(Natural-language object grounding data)
====================

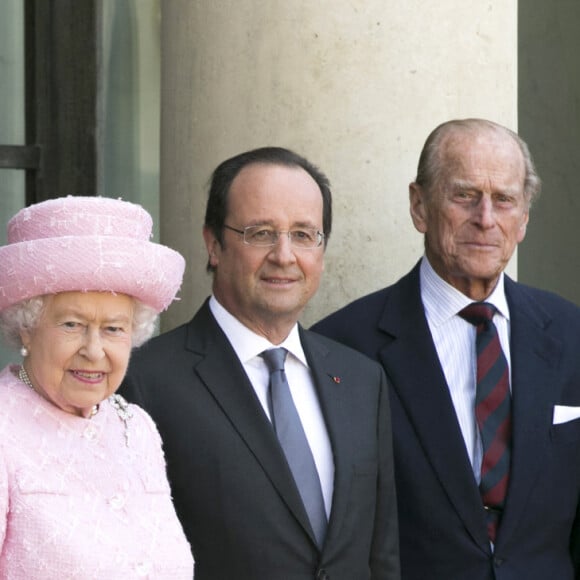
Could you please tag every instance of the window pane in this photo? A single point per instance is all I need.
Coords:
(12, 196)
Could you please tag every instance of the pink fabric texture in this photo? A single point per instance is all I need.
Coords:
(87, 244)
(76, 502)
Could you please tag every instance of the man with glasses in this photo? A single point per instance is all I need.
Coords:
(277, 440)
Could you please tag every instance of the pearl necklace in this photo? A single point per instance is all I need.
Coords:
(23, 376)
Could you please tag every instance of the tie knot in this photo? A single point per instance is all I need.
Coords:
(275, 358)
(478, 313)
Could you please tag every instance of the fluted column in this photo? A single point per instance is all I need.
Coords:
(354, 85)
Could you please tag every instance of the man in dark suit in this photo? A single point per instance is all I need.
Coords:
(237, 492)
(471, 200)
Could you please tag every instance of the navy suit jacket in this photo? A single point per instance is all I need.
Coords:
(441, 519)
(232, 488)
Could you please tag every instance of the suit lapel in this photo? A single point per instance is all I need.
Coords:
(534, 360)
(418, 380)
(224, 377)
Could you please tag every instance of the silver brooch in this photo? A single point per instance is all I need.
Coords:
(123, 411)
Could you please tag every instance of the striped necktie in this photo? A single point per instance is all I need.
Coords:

====================

What this task involves
Say how many lines of the data above include the word "suit", and add nothing further.

Answer space
3